◆ **Available records**:
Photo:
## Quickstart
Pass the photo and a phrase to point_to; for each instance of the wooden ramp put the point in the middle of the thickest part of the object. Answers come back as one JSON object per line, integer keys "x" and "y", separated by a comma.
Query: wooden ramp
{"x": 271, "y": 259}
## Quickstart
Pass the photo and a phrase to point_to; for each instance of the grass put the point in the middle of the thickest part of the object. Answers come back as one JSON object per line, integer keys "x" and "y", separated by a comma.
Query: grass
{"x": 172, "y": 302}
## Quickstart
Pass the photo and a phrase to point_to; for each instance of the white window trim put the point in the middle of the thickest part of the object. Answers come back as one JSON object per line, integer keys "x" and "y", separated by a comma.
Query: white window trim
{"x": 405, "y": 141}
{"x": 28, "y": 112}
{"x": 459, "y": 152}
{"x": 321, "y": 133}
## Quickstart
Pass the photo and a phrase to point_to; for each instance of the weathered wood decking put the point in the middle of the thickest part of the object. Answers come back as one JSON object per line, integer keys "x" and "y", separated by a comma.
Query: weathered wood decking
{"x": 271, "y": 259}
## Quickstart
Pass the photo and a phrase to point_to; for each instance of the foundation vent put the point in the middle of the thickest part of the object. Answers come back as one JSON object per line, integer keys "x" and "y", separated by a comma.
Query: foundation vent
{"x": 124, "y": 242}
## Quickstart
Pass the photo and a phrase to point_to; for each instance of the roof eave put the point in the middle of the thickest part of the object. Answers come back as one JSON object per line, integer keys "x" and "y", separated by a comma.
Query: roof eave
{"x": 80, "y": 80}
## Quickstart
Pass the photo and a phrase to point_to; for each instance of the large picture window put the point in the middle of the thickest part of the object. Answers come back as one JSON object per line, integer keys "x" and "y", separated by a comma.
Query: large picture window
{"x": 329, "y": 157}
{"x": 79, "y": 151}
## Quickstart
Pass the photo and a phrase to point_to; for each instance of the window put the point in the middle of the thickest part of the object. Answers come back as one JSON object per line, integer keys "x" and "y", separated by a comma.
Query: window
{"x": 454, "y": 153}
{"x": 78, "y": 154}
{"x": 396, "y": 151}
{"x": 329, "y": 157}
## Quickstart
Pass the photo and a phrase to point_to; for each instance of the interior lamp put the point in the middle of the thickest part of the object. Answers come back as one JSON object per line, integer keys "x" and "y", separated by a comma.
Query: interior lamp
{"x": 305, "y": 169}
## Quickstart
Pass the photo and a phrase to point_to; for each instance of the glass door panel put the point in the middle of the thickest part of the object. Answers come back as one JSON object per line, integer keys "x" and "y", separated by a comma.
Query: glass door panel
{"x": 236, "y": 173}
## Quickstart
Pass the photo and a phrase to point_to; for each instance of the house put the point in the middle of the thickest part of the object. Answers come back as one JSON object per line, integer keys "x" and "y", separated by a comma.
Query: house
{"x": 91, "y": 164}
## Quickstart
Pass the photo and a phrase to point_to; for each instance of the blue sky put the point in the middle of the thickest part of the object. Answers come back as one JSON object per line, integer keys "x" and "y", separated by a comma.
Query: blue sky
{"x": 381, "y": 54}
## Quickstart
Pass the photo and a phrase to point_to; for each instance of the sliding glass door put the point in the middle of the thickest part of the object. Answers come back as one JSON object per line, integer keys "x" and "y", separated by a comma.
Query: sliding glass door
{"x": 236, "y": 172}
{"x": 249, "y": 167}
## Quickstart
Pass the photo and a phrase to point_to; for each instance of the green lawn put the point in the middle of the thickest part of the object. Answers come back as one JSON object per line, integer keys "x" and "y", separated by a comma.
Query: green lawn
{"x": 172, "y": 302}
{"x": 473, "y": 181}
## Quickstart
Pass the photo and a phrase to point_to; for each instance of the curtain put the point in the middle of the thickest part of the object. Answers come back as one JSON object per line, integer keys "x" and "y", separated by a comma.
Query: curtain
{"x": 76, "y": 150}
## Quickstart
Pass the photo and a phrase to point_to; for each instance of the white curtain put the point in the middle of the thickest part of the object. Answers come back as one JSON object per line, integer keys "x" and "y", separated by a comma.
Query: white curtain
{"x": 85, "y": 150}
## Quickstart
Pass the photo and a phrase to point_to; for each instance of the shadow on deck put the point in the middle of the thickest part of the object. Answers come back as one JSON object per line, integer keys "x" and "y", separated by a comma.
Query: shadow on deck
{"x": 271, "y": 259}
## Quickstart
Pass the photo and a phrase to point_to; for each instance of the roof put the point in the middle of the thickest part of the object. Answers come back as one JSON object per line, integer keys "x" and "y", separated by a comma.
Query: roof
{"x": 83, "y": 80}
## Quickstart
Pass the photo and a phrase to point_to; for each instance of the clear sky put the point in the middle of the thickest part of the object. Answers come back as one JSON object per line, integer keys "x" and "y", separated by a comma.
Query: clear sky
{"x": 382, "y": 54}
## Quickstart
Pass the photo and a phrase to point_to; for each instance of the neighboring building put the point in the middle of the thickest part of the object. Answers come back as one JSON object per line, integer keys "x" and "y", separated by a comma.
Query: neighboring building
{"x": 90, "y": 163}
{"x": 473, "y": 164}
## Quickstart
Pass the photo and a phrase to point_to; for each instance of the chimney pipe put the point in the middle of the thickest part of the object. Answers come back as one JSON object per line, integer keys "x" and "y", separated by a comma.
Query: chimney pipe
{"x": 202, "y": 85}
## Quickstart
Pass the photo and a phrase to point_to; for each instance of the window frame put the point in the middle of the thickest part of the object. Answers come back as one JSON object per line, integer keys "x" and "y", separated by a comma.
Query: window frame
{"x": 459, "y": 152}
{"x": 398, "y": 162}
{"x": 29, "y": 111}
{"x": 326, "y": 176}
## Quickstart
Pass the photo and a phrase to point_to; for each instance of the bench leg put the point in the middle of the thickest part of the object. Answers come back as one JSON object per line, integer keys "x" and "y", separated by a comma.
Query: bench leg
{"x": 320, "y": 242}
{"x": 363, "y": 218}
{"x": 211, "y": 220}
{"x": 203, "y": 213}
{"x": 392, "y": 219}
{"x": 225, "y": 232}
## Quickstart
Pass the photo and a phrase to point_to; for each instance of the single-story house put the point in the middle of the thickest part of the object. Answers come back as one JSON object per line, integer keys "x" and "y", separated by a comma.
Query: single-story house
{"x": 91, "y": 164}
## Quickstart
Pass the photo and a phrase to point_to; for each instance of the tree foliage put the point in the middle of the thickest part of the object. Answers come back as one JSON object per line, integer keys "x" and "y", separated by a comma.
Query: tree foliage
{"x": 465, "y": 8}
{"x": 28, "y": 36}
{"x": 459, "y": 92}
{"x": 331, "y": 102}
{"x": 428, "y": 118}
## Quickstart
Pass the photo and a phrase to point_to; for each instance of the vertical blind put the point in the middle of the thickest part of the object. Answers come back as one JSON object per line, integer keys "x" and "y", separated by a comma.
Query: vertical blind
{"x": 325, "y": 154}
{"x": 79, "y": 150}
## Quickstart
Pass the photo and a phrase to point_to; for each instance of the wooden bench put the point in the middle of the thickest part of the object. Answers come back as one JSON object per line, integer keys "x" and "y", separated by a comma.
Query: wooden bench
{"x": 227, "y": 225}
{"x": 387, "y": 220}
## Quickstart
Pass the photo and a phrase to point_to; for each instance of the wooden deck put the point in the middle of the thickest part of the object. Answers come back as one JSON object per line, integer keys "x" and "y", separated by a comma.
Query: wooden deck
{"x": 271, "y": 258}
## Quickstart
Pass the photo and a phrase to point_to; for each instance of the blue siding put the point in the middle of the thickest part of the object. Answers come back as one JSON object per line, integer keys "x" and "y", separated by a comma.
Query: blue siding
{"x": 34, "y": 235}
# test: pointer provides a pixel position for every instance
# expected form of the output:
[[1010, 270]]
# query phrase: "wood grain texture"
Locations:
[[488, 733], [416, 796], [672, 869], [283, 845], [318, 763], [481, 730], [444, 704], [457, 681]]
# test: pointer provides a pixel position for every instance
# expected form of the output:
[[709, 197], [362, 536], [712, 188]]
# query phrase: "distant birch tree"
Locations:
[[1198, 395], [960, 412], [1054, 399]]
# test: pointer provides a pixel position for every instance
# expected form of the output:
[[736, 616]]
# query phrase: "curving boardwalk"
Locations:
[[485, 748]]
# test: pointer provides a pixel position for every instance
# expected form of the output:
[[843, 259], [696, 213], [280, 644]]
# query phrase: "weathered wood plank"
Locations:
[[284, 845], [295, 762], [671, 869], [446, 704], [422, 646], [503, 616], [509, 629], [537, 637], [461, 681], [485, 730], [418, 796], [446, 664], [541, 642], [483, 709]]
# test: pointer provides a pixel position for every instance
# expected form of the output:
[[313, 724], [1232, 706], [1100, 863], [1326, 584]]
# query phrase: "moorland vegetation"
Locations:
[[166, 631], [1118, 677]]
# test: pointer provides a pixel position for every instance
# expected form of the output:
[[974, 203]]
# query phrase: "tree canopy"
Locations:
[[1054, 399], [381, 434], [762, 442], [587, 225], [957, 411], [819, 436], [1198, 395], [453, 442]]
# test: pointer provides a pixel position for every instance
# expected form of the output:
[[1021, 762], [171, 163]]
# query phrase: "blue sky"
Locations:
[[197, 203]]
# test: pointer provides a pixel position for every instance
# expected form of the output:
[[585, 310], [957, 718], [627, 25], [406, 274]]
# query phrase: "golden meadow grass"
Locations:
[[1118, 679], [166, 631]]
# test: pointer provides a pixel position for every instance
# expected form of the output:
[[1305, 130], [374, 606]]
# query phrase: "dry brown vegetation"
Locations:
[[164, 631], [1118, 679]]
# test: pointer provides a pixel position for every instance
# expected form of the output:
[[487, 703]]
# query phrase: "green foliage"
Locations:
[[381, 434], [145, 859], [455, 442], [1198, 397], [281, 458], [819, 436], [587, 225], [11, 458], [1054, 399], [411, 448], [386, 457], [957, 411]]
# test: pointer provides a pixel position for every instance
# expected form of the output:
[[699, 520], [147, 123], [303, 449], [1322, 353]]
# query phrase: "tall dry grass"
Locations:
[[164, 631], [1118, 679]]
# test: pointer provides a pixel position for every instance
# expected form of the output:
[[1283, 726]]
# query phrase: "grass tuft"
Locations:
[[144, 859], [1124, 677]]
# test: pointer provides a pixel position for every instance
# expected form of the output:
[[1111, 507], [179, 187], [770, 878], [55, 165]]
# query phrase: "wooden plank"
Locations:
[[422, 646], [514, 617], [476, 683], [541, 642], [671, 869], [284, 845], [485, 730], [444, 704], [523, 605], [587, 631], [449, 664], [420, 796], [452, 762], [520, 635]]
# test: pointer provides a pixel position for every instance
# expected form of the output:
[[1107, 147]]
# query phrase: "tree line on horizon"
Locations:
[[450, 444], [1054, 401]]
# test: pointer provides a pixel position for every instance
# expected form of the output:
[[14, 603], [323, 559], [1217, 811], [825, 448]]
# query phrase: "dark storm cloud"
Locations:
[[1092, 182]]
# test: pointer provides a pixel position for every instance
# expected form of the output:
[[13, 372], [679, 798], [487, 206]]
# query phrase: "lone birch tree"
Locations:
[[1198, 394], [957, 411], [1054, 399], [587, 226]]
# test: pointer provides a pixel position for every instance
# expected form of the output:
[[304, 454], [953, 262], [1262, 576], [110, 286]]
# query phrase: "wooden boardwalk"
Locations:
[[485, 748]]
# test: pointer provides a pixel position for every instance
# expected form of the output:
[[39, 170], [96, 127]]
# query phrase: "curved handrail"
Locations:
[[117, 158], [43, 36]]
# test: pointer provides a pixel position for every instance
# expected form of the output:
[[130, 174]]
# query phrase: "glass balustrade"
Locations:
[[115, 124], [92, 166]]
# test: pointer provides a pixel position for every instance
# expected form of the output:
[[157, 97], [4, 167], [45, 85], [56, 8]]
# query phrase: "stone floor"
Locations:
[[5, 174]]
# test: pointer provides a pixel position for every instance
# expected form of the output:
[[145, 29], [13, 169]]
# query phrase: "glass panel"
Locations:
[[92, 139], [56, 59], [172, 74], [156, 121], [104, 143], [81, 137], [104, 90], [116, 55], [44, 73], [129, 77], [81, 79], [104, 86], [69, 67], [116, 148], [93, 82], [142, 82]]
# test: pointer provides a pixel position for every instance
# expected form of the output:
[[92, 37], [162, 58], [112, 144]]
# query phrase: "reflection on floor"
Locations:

◆ **Your task**: Select the lines from the entries that include the word "boardwalk".

◆ **Solution below**:
# query phrase: "curving boardwalk"
# query phrase: "wooden boardwalk"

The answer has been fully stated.